# [Coordinate annotation records]
%%

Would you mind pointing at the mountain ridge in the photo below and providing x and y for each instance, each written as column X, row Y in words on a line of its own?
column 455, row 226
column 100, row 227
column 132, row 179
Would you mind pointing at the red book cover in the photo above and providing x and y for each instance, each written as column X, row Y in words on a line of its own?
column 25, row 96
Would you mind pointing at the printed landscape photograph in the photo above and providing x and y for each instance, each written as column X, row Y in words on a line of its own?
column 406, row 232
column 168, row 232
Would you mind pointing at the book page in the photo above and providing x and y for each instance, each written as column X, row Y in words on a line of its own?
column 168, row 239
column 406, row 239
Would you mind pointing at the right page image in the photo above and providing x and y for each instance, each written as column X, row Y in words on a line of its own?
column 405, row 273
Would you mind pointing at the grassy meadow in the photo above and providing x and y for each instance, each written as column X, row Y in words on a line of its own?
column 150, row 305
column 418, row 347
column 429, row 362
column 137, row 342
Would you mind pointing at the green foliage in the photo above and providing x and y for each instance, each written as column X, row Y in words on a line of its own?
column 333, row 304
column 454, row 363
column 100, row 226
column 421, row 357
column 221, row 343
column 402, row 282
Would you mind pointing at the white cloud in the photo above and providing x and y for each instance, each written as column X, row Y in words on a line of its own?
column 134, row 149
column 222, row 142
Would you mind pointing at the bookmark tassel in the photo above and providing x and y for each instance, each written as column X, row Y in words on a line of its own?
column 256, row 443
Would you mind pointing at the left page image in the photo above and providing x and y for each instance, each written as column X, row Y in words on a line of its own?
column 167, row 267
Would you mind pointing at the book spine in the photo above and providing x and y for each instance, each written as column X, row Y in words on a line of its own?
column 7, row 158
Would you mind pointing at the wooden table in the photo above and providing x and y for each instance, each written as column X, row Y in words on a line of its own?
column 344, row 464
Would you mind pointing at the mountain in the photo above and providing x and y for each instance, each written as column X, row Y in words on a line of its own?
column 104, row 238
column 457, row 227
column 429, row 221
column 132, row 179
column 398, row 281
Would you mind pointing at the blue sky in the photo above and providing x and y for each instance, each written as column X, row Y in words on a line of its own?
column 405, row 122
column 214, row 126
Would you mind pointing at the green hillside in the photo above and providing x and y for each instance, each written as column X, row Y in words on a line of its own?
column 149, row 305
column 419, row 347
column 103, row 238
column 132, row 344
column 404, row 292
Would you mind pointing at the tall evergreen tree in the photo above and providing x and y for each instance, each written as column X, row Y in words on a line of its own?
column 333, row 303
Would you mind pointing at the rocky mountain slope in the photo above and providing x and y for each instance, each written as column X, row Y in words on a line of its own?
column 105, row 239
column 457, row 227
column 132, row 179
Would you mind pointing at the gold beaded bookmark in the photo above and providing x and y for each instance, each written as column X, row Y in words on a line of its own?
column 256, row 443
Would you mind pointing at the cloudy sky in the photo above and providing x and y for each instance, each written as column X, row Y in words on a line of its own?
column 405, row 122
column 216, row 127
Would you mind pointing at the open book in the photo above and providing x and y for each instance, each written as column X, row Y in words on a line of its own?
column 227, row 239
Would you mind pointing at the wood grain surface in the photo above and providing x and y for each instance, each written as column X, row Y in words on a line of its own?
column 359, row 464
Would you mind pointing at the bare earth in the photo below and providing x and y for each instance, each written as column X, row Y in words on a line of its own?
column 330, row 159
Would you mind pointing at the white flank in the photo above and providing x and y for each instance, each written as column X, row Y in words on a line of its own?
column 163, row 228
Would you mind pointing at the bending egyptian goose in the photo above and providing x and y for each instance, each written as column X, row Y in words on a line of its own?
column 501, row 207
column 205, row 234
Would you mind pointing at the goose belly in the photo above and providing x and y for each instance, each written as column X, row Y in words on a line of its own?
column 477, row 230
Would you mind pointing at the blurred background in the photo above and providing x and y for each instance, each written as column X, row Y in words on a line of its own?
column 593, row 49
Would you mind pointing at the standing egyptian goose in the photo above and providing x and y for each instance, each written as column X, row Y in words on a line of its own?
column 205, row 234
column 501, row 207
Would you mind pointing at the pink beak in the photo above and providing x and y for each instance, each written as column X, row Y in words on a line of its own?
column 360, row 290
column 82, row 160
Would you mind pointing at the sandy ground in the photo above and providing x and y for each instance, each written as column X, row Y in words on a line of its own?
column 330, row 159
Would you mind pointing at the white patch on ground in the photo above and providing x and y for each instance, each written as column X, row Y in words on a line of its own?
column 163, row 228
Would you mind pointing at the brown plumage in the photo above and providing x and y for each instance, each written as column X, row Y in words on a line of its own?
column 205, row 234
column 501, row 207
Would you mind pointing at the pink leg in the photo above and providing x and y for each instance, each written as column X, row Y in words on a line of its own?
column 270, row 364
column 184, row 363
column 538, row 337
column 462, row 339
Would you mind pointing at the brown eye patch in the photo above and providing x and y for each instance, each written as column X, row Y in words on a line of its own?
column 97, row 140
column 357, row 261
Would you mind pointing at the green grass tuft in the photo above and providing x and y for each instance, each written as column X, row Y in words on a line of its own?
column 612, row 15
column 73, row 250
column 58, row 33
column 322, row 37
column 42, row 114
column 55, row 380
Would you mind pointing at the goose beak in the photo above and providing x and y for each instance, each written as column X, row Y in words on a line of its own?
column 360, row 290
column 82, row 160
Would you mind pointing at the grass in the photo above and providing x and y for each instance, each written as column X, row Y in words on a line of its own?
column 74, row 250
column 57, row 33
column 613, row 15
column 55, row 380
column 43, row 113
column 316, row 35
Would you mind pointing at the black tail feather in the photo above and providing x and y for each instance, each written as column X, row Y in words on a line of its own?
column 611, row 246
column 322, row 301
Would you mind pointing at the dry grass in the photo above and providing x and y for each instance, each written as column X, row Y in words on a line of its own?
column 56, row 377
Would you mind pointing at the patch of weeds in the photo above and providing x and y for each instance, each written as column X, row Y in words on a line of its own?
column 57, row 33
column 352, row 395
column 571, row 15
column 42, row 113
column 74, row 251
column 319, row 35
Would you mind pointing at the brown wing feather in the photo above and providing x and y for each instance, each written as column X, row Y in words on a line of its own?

%%

# [Instructions for the task]
Change every occurrence of "in words on a line of its own" in the listing to "in words on a separate line", and write out the whole listing again with nothing else altered.

# [Output below]
Would you mind pointing at the mountain ridge in the photo below and providing x and y for each instance, each written as column X, row Y in words on a separate line?
column 455, row 226
column 100, row 227
column 132, row 179
Would you mind pointing at the red book cover in the photo above and providing x and y for each instance, each written as column X, row Y in words on a separate line?
column 25, row 96
Would you mind pointing at the printed landscape photograph in the photo above and providing x and y for each instance, each written as column X, row Y in words on a separate line?
column 406, row 232
column 168, row 232
Would you mind pointing at the book page in the photo above and providing x and y for each instance, each written as column X, row Y in words on a separate line?
column 168, row 239
column 406, row 239
Would you mind pointing at the right page image in the photo above and providing x and y for each instance, each written as column X, row Y in words on a separate line?
column 405, row 273
Would you mind pointing at the grassy meadow in the photo above and providing x and y for each instance, each written as column X, row Y in words on a separate line?
column 150, row 305
column 418, row 347
column 429, row 362
column 137, row 342
Would you mind pointing at the green foliage in the photo above and providing x and y for each instance, each written as column X, row Y in words on a separate line?
column 333, row 304
column 454, row 363
column 100, row 226
column 421, row 357
column 221, row 343
column 402, row 282
Would you mind pointing at the white cloud in the photo above and providing x and y for each instance, each written as column X, row Y in words on a separate line?
column 134, row 149
column 222, row 142
Would you mind pointing at the bookmark tassel in the photo above and providing x and y for each instance, each written as column X, row Y in words on a separate line?
column 256, row 443
Would you mind pointing at the left page image in the photo above and providing x and y for each instance, each written as column X, row Y in words on a separate line?
column 167, row 267
Would you mind pointing at the book spine in the photo above and providing x and y for each instance, each written as column X, row Y in words on a separate line?
column 7, row 158
Would you mind pointing at the wooden table in the photo above and providing x and y for each instance, each written as column X, row Y in words on a separate line?
column 344, row 464
Would you mind pointing at the mountain in the photo above and providing x and y for each instance, each written as column X, row Y in words on a separate line?
column 104, row 238
column 457, row 227
column 429, row 221
column 132, row 179
column 398, row 281
Would you mind pointing at the blue sky in the photo above and providing x and y for each instance, each written as column X, row Y in words on a separate line?
column 405, row 122
column 214, row 126
Would you mind pointing at the green hillside in the photo above and providing x and y for each instance, each written as column X, row Y in words on a separate line?
column 149, row 305
column 419, row 347
column 103, row 238
column 132, row 344
column 404, row 292
Would you mind pointing at the tall evergreen tree in the photo above and providing x and y for each instance, each written as column X, row Y in words on a separate line?
column 333, row 303
Would you mind pointing at the rocky mountain slope in the photo above and providing x and y for each instance, each written as column X, row Y in words on a separate line?
column 105, row 239
column 457, row 227
column 132, row 179
Would you mind pointing at the gold beaded bookmark in the photo above and providing x and y for each instance, each written as column X, row Y in words on a separate line?
column 256, row 443
Would you mind pointing at the cloudy sky in the photo above and providing x and y for each instance, each written as column X, row Y in words on a separate line?
column 405, row 122
column 216, row 127
Would you mind pointing at the open book in the photo above and providing x and y for each instance, each written as column X, row Y in words on a separate line?
column 227, row 239
Would you mind pointing at the wood grain surface in the photo above and providing x and y for each instance, each written as column X, row Y in words on a separate line?
column 359, row 464
Would you mind pointing at the bare earth in the photo below and providing x and y for each instance, each written as column X, row Y in words on a separate line?
column 330, row 159
Would you mind pointing at the white flank in the photo above and providing x and y for each instance, each written as column X, row Y in words on a separate line?
column 163, row 228
Would you mind pointing at the bending egyptian goose in the photo above and providing x and y for each instance, each written as column X, row Y in words on a separate line?
column 501, row 207
column 205, row 234
Would you mind pointing at the goose belly in the photo above and providing x and y for each instance, each written as column X, row Y in words on a separate line?
column 477, row 230
Would you mind pointing at the blurred background in the photo above and providing x and y for each instance, each written as column X, row Y in words on a separate line?
column 593, row 49
Would you mind pointing at the standing egyptian goose in the photo above and providing x and y for each instance, each written as column X, row Y in words on a separate line?
column 205, row 234
column 501, row 207
Would you mind pointing at the pink beak in the photo above and providing x and y for each instance, each written as column X, row Y in words on a separate line?
column 360, row 290
column 82, row 160
Would you mind pointing at the sandy ground in the photo above and providing x and y for each instance, each written as column X, row Y in words on a separate line?
column 330, row 159
Would you mind pointing at the white patch on ground in the photo above and providing x and y for each instance, each written as column X, row Y in words on a separate line?
column 163, row 228
Would you mind pointing at the brown plumage in the photo above and providing x and y for each instance, each written as column X, row Y in words on a separate line?
column 205, row 234
column 501, row 207
Would you mind pointing at the pink leg in the photo above and providing x and y for each instance, each written as column X, row Y in words on a separate line?
column 270, row 364
column 184, row 363
column 538, row 337
column 462, row 339
Would you mind pointing at the brown eye patch in the photo above and providing x and y for each instance, each written as column X, row Y in words on a separate line?
column 97, row 140
column 357, row 261
Would you mind pointing at the green grass tuft in the photo above and providing x and y for each instance, each written as column X, row Y in words on a separate line?
column 612, row 15
column 73, row 250
column 58, row 33
column 322, row 37
column 42, row 114
column 55, row 380
Would you mind pointing at the goose beak in the photo above and providing x and y for each instance, each written as column X, row Y in words on a separate line?
column 360, row 290
column 82, row 160
Would you mind pointing at the grass in the photo above and providing x and y for each instance, each written as column X, row Y in words on a separate line?
column 74, row 250
column 57, row 33
column 613, row 15
column 55, row 380
column 43, row 113
column 316, row 35
Would you mind pointing at the black tail feather in the photo above and providing x and y for each instance, each written as column X, row Y in words on a separate line?
column 611, row 246
column 322, row 301
Would you mind pointing at the dry grass in the photo above and providing x and y for each instance, each written as column X, row Y in words on a separate line?
column 56, row 377
Would you mind pointing at the patch of weeds in the photo above and providing x and y for each instance, each written as column X, row Y in words on a separate line?
column 57, row 33
column 352, row 395
column 571, row 15
column 42, row 113
column 74, row 251
column 319, row 35
Would you mind pointing at the brown wing feather in the photo above and providing x and y for each instance, each written as column X, row Y in words on a separate line?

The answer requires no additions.